(Items from a data source)
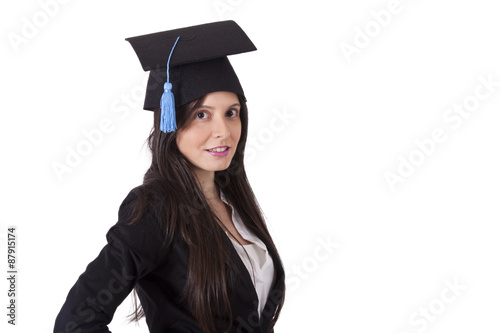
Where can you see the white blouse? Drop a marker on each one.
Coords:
(258, 261)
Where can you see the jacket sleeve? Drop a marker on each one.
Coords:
(132, 251)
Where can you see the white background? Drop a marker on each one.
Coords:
(319, 177)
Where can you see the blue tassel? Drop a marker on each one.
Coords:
(167, 105)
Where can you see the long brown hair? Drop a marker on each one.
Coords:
(179, 201)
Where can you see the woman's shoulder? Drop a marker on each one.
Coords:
(139, 221)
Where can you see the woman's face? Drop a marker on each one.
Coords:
(210, 140)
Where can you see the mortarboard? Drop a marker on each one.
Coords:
(193, 60)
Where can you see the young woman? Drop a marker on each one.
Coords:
(191, 240)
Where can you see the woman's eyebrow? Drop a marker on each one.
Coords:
(211, 107)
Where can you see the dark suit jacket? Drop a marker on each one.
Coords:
(134, 256)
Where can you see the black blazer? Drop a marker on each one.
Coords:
(135, 257)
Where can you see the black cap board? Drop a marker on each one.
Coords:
(198, 63)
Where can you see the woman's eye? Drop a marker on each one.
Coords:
(201, 115)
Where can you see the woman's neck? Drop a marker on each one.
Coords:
(206, 181)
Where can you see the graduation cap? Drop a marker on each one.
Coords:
(187, 63)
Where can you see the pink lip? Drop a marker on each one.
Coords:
(219, 154)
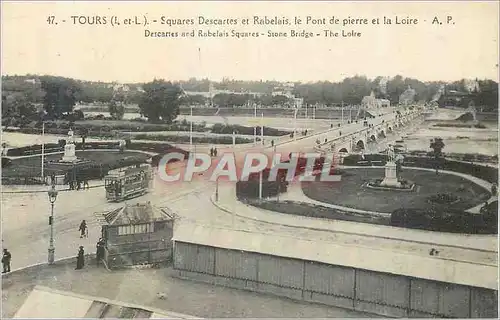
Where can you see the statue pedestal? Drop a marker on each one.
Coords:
(69, 153)
(391, 179)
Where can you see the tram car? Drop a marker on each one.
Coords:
(128, 183)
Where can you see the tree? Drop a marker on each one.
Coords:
(116, 107)
(16, 109)
(160, 101)
(437, 146)
(116, 110)
(61, 95)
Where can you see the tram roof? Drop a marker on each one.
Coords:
(135, 214)
(127, 172)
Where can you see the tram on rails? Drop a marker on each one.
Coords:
(128, 183)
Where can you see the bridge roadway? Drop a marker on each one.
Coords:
(25, 230)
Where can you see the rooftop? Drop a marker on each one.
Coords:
(359, 255)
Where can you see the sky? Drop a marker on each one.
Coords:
(466, 49)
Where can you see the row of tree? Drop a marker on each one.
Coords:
(24, 97)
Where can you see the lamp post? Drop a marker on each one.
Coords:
(52, 199)
(217, 189)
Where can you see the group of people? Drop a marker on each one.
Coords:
(80, 257)
(79, 185)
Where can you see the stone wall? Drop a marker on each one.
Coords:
(345, 287)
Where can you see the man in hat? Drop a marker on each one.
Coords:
(80, 259)
(6, 260)
(100, 250)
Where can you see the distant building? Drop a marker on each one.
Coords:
(371, 102)
(137, 234)
(407, 97)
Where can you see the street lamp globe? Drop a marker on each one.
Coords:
(53, 194)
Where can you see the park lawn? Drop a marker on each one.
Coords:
(315, 211)
(351, 191)
(31, 166)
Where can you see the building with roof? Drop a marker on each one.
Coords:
(48, 303)
(137, 234)
(371, 102)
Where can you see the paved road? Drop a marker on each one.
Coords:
(25, 216)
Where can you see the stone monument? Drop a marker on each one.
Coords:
(69, 149)
(391, 173)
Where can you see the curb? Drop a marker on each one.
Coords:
(62, 190)
(212, 200)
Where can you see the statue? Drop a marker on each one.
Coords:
(390, 153)
(70, 139)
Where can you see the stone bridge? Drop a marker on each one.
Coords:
(358, 138)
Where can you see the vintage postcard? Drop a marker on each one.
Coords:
(249, 159)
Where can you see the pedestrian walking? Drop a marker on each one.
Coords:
(80, 259)
(100, 250)
(6, 260)
(83, 229)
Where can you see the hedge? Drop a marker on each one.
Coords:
(244, 130)
(445, 220)
(186, 139)
(250, 189)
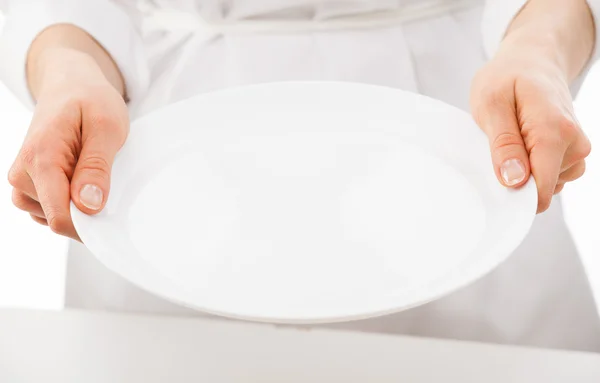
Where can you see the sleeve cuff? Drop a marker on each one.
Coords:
(106, 22)
(595, 8)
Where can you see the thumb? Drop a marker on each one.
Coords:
(509, 154)
(90, 184)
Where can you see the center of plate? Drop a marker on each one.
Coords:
(305, 218)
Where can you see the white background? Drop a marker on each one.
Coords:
(32, 259)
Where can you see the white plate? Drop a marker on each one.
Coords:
(306, 203)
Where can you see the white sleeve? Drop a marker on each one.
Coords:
(498, 15)
(108, 23)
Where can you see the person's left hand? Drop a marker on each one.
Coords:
(521, 100)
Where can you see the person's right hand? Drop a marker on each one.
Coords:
(79, 124)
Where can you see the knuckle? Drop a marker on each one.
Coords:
(581, 167)
(568, 128)
(582, 149)
(96, 165)
(505, 140)
(18, 200)
(544, 203)
(493, 98)
(58, 223)
(28, 154)
(14, 177)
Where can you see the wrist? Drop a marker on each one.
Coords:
(57, 66)
(560, 31)
(65, 54)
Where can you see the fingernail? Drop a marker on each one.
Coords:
(513, 172)
(91, 197)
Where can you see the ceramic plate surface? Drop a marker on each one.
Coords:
(306, 203)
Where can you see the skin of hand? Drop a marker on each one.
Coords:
(79, 124)
(521, 98)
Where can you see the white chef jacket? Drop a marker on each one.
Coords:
(169, 50)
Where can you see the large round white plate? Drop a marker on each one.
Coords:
(306, 203)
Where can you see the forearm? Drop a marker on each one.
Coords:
(562, 29)
(63, 52)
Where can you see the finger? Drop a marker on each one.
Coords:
(572, 173)
(497, 117)
(580, 148)
(19, 179)
(53, 190)
(41, 221)
(558, 188)
(26, 203)
(101, 140)
(546, 159)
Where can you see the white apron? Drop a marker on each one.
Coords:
(539, 297)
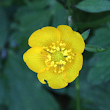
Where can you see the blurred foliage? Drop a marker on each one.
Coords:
(19, 86)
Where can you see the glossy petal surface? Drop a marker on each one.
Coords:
(73, 68)
(35, 57)
(55, 81)
(44, 37)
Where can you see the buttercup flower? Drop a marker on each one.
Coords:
(55, 54)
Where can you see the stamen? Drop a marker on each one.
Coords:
(58, 56)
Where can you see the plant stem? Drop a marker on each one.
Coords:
(69, 13)
(77, 94)
(69, 9)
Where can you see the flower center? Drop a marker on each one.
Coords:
(58, 56)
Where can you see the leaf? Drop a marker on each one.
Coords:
(93, 48)
(85, 34)
(25, 91)
(3, 28)
(94, 6)
(100, 63)
(59, 12)
(94, 97)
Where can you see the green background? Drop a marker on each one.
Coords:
(19, 86)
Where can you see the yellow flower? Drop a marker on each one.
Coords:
(56, 55)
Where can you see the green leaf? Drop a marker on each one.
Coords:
(85, 34)
(25, 91)
(94, 6)
(100, 62)
(3, 27)
(95, 97)
(59, 12)
(93, 48)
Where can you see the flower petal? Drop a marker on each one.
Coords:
(34, 58)
(71, 38)
(54, 80)
(44, 36)
(72, 69)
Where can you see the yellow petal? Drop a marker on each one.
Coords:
(72, 69)
(34, 58)
(54, 80)
(71, 38)
(44, 37)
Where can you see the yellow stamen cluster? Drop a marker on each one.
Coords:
(58, 56)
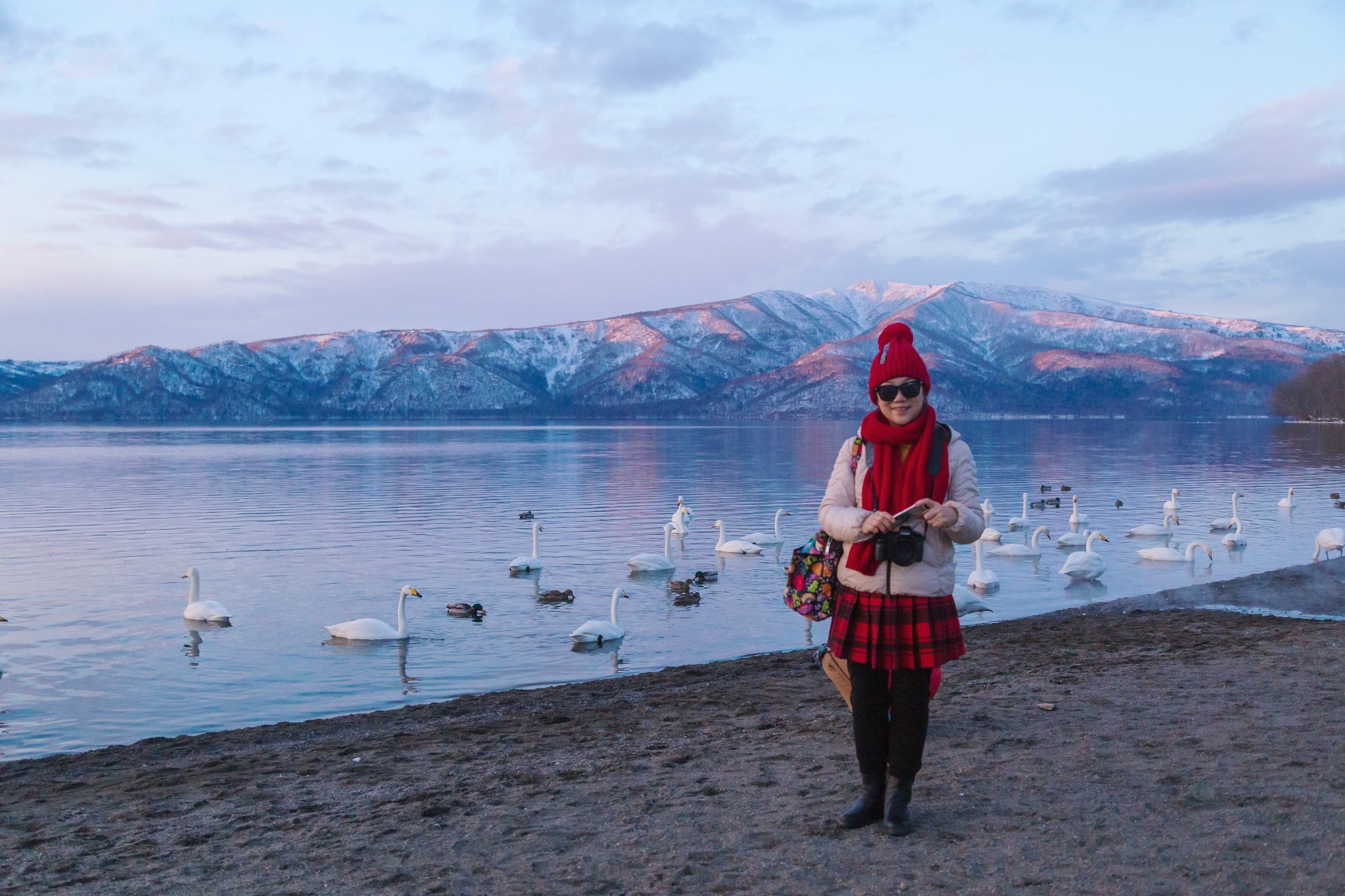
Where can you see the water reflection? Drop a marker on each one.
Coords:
(408, 681)
(298, 523)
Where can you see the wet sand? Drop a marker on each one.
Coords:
(1188, 752)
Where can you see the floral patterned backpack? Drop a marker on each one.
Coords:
(811, 575)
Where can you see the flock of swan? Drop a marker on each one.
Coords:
(594, 630)
(1088, 565)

Task instructions: All entries must be output exactly as they stand, and every picture must be left out.

Answer below:
Where can you see the white blouse? Drop a marker on each one.
Coords:
(258, 261)
Where can you see the jacket sleeve? Drop a marker on each one.
Coords:
(132, 251)
Where can you see the white background? Drop a marker on each one.
Coords:
(319, 177)
Where can you see the blue tassel? Drop a marker on each one.
Coords:
(167, 105)
Where can you see the long brown hair? Drop a marker on each one.
Coords:
(179, 201)
Where can you see the woman's shoulder? Drop a marker on each one.
Coords:
(139, 221)
Where can you see the woman's face? Drop a marker on each one.
Coords:
(210, 140)
Where can you see the mortarboard? Drop a marker on each one.
Coords:
(193, 60)
Where can you see the young woman? Drop a marker on each one.
Coords:
(191, 240)
Where can you see the woman's eyebrow? Drop a marker on each one.
Coords:
(211, 107)
Where can you see the dark suit jacket? Drop a marker on each one.
Coords:
(134, 256)
Where can you see the black blazer? Drop a marker on each one.
Coords:
(135, 257)
Where can you see the black cap board? Drop a marker on each one.
Coords:
(198, 63)
Where can you see the woman's eye? Drop a marker on each one.
Coords:
(201, 115)
Where can you see the woman's neck? Drop a marker on each one.
Coords:
(206, 181)
Where can you see the graduation cap? Drop a marker on each one.
Coords:
(187, 63)
Where can you see the pink lip? Drop a marker on each one.
Coords:
(219, 154)
Where can you see the statue pedestal? Drop a marker on each one.
Coords:
(69, 153)
(391, 179)
Where can you see the tram car? Drop a marker on each one.
Coords:
(128, 183)
Where can you see the tree? Drop a marker on each one.
Coords:
(116, 107)
(16, 109)
(160, 101)
(437, 146)
(116, 110)
(61, 95)
Where can you see the tram roof? Drop a marker on each one.
Coords:
(135, 214)
(127, 172)
Where can you see the tram on rails? Drop a marker on each one.
Coords:
(128, 183)
Where can you see the bridge roadway? Drop a marker on each one.
Coords:
(25, 230)
Where can you see the rooftop? Drop a marker on each one.
Coords:
(359, 255)
Where can you see the sky? Drop a marker on each one.
Coords:
(466, 49)
Where can you see the row of tree? Drop a marker on each one.
Coords:
(24, 97)
Where can you see the lamp post? Drop a marker on each one.
Coords:
(52, 199)
(217, 189)
Where can you see the group of people? Drop a marker on each one.
Coords:
(80, 257)
(79, 185)
Where can you see the stone wall? Drop a marker on each one.
Coords:
(345, 287)
Where can you see the man in hat? Drop a marker on each one.
Coords:
(80, 259)
(6, 260)
(100, 250)
Where can you see the distant building? Drop a marker on each one.
Coords:
(371, 102)
(137, 234)
(407, 97)
Where can you see the street lamp globe? Drop a marker on each one.
Coords:
(53, 194)
Where can you see the park lawn? Drop a marker on each one.
Coords:
(315, 211)
(351, 191)
(31, 166)
Where can you see the building with roof? Drop a marker on each one.
Coords:
(48, 303)
(137, 234)
(371, 102)
Where can you see the paved road? Drop a marker on each one.
Coords:
(25, 216)
Where can you see the stone monument? Drop a marker on each one.
Coords:
(69, 149)
(391, 173)
Where can you see the curb? Drop a marker on each one.
Coords:
(62, 190)
(212, 200)
Where can you see the statue? Drop a marker on each one.
Coords:
(390, 153)
(70, 139)
Where can you see the stone bridge? Drop a marker on each one.
Coords:
(358, 138)
Where can you see the vintage postcard? Drop a marker on each one.
Coords:
(249, 159)
Where can you see the pedestrian walking? Drop a marker on each one.
Coords:
(80, 259)
(100, 250)
(6, 260)
(83, 229)
Where can you see the hedge? Drop a marker on each one.
Coords:
(244, 130)
(445, 220)
(186, 139)
(250, 189)
Where can you see the sleeve cuff? Drop a marker on each one.
Coords:
(106, 22)
(595, 8)
Where can you see the thumb? Drop a marker on each one.
Coords:
(509, 154)
(90, 184)
Where can you see the center of plate? Drop a marker on each one.
Coords:
(305, 218)
Where can you see the white background? Drop a marker on each one.
Coords:
(32, 259)
Where can you see the white plate? Drop a marker on each one.
Coords:
(306, 203)
Where can you see the white sleeve? Drop a marker on each one.
Coords:
(498, 15)
(108, 23)
Where can you see the person's left hand? Drop a marker on each one.
Coords:
(521, 100)
Where can you see the person's right hand? Drop a marker on each one.
Coords:
(79, 124)
Where can you see the knuckle? Drop a marker on each one.
Coords:
(581, 167)
(568, 128)
(582, 149)
(96, 165)
(505, 140)
(18, 200)
(544, 203)
(493, 98)
(58, 223)
(28, 154)
(14, 177)
Where can you see the wrist? Drop a marker on each one.
Coords:
(57, 66)
(560, 31)
(65, 54)
Where can you see the fingernail? Drop a marker on each one.
Coords:
(513, 172)
(91, 197)
Where can you see the ceramic plate surface? Drop a marker on each one.
Coords:
(306, 203)
Where can you see the skin of hand? Drop a marker on each one.
Coords:
(79, 124)
(521, 98)
Where can you see the white chef jacket? Drop a marker on each one.
Coords:
(169, 50)
Where can you see the large round white plate? Drop a marker on each one.
Coords:
(306, 203)
Where can you see the forearm? Drop a marker on each one.
Coords:
(562, 29)
(63, 52)
Where can you see the finger? Drop a marker on each one.
Coords:
(572, 173)
(497, 117)
(580, 148)
(19, 179)
(53, 190)
(41, 221)
(558, 188)
(26, 203)
(101, 140)
(546, 159)
Where can you see the white apron? Drop a marker on each one.
Coords:
(539, 297)
Where can you see the blurred foliage? Drop a marker on each one.
Coords:
(19, 86)
Where can you see the glossy petal surface? Drop a marker on each one.
Coords:
(73, 68)
(35, 57)
(55, 81)
(44, 37)
Where can you see the buttercup flower? Drop a marker on each one.
Coords:
(55, 54)
Where can you see the stamen? Drop a marker on each one.
Coords:
(58, 56)
Where can you see the plant stem? Drop a marker on each one.
Coords:
(69, 13)
(77, 94)
(69, 9)
Where can you see the flower center? Drop a marker on each one.
Coords:
(58, 56)
Where can you see the leaf? Drop a marker on each one.
Coords:
(93, 48)
(85, 34)
(25, 91)
(3, 28)
(94, 6)
(100, 63)
(59, 12)
(94, 97)
Where can you see the green background? Drop a marker on each one.
Coords:
(19, 86)
Where can you see the yellow flower? Drop a marker on each one.
Coords:
(56, 55)
Where can you see the green leaf? Drop a marker on each one.
Coords:
(85, 34)
(25, 91)
(94, 6)
(100, 62)
(3, 27)
(95, 97)
(59, 12)
(93, 48)
Where can you see the flower petal? Drop a marker on each one.
Coords:
(34, 58)
(71, 38)
(54, 80)
(44, 36)
(72, 69)
Where can you see the yellow petal? Drop a marker on each one.
Coords:
(72, 69)
(34, 58)
(54, 80)
(71, 38)
(44, 37)
Where can you see the yellow stamen cluster? Drop a marker on each one.
Coords:
(58, 56)
Where can you see the water reflection? Drop a marker on each one.
Coords:
(408, 681)
(298, 523)
Where can you see the wet sand? Drop a marker on each one.
Coords:
(1188, 752)
Where can you see the floral patterned backpack? Drop a marker on each one.
Coords:
(811, 575)
Where can you see the flock of swan? Drop a marker on each one.
Coords:
(594, 630)
(1088, 565)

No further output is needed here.